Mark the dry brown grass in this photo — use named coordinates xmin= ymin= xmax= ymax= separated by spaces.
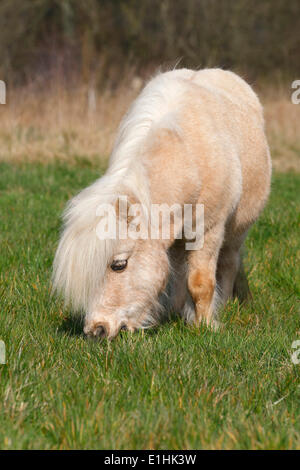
xmin=0 ymin=77 xmax=300 ymax=172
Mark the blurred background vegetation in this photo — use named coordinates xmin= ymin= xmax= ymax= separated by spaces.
xmin=0 ymin=0 xmax=300 ymax=86
xmin=0 ymin=0 xmax=300 ymax=171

Short task
Extract every line of the records above word for word, omitting the pictures.

Response to this exercise
Mark the dry brown grass in this photo — use named coordinates xmin= ymin= xmax= ymax= separated by spaces.
xmin=0 ymin=77 xmax=300 ymax=172
Mark the blurred background vegetation in this photo — use named coordinates xmin= ymin= xmax= ymax= separated by spaces.
xmin=0 ymin=0 xmax=300 ymax=86
xmin=0 ymin=0 xmax=300 ymax=171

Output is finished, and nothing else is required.